Stored entries
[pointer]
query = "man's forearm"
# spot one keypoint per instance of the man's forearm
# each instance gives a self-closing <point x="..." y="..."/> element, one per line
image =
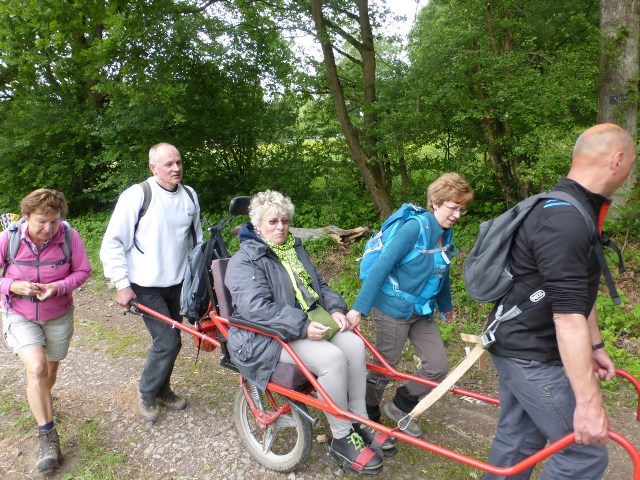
<point x="574" y="342"/>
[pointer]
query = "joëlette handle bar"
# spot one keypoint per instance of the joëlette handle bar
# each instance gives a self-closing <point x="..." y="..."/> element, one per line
<point x="325" y="403"/>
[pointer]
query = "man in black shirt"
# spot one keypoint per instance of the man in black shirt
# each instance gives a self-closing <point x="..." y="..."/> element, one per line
<point x="546" y="357"/>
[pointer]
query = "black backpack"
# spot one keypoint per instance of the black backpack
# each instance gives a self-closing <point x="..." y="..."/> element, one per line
<point x="486" y="268"/>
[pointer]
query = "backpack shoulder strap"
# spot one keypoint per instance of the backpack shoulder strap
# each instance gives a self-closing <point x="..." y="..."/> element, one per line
<point x="14" y="243"/>
<point x="147" y="194"/>
<point x="66" y="245"/>
<point x="596" y="240"/>
<point x="146" y="200"/>
<point x="192" y="229"/>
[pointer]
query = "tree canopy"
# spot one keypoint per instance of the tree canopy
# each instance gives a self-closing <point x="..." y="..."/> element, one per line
<point x="497" y="91"/>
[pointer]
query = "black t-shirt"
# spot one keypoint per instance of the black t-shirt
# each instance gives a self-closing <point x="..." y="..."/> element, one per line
<point x="553" y="254"/>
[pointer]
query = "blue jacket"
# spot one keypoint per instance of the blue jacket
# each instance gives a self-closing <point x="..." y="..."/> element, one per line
<point x="411" y="276"/>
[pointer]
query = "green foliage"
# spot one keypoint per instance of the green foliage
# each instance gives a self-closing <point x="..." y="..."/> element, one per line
<point x="86" y="89"/>
<point x="619" y="325"/>
<point x="91" y="228"/>
<point x="502" y="86"/>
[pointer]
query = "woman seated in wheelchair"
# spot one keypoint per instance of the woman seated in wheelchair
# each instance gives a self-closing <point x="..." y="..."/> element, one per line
<point x="273" y="281"/>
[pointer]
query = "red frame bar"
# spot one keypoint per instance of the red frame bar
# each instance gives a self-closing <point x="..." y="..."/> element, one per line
<point x="328" y="405"/>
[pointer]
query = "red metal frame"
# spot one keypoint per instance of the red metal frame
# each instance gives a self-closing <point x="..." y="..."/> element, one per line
<point x="326" y="404"/>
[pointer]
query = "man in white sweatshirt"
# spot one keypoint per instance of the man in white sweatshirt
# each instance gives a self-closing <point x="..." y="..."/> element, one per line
<point x="144" y="254"/>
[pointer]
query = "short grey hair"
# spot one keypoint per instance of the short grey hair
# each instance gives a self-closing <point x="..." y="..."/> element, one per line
<point x="263" y="202"/>
<point x="154" y="151"/>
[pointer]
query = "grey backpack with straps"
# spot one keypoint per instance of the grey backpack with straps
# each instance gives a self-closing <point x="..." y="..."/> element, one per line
<point x="486" y="268"/>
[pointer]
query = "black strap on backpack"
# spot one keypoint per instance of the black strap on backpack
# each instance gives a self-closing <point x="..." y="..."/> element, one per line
<point x="147" y="194"/>
<point x="531" y="298"/>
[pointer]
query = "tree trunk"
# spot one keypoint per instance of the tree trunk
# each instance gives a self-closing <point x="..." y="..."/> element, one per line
<point x="618" y="89"/>
<point x="361" y="144"/>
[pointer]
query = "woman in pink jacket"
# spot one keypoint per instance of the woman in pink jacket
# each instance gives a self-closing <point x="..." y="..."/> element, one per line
<point x="43" y="260"/>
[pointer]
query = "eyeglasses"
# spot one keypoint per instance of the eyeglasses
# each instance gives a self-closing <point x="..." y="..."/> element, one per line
<point x="460" y="210"/>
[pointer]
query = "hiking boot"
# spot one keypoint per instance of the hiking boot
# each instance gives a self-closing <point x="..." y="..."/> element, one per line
<point x="49" y="455"/>
<point x="148" y="408"/>
<point x="354" y="454"/>
<point x="171" y="401"/>
<point x="381" y="443"/>
<point x="395" y="414"/>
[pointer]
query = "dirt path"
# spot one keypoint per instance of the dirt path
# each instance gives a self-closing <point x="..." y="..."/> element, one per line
<point x="102" y="438"/>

» **Exercise prompt**: Which lines above hold the string "path"? Please copy all of them.

» **Exercise solution**:
query = "dirt path"
# spot one keypoint per instance of the dirt path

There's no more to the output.